Extrait du document:
· · ·

Des personnels de l’hôpital de Toulouse confient leurs doutes, leurs inquiétudes, alors qu’un récent sondage révèle que la moitié d’entre eux se déclarent insatisfaits au travail. Ils sont pourtant nombreux à témoigner de leur attachement à l'hôpital public.

Article rédigé par Clemence Fulleda
Radio France
Publié Mis à jour
Temps de lecture : 2min
Rassemblements et banderoles devant l'hôpital Purpan, à Toulouse, le 11 octobre 2019. (FREDERIC CHARMEUX / MAXPPP)

Soigner est une vocation. Et plus que des gestes techniques, cela rime avec des moments de partage humain. C'est pour ces raisons que Diami a choisi le métier d'aide-soignante, qu'elle pratique depuis 28 ans et qui lui rapporte 1 780 euros brut par mois. "Quand vous arrivez dans une chambre et que la personne n’est pas bien, n’a pas dormi de la nuit et est en train de pleurer, vous ne commencez pas par la toilette, mais par vous asseoir et discuter, réconforter, confie Diami. Ce n’est qu’ensuite qu’on passe à la toilette."

· · ·

Consigne de travail 1: Relevez, dans l'extrait, les actions par lesquelles Diami dit commencer, avant la toilette, auprès d'une personne qui ne va pas bien.
Consigne de travail 2:
Répondez aux questions suivantes à partir de l'extrait.
(a) Quelle part des personnels se déclare insatisfaite au travail selon le récent sondage ?
(b) Depuis combien d'années Diami exerce-t-elle le métier d'aide-soignante ?
(c) Devant quel hôpital se sont tenus les rassemblements montrés sur la photo ?
Consigne de travail 3: Recopiez l'extrait depuis « Des personnels de » jusqu'à « CHARMEUX / MAXPPP) » inclus.
Les entrées n'interviennent en rien dans ce travail.

· · ·

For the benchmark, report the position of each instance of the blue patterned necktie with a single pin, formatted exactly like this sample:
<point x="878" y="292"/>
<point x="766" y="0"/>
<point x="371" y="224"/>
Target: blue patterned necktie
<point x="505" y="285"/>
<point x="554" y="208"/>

· · ·

Corrigé 1:
- vous asseoir
- discuter
- réconforter

Corrigé 2:
(a) La moitié d'entre eux.
(b) Depuis 28 ans.
(c) Devant l'hôpital Purpan, à Toulouse.

Corrigé 3:
Des personnels de l’hôpital de Toulouse confient leurs doutes, leurs inquiétudes, alors qu’un récent sondage révèle que la moitié d’entre eux se déclarent insatisfaits au travail. Ils sont pourtant nombreux à témoigner de leur attachement à l'hôpital public.

Article rédigé par Clemence Fulleda
Radio France
Publié Mis à jour
Temps de lecture : 2min
Rassemblements et banderoles devant l'hôpital Purpan, à Toulouse, le 11 octobre 2019. (FREDERIC CHARMEUX / MAXPPP)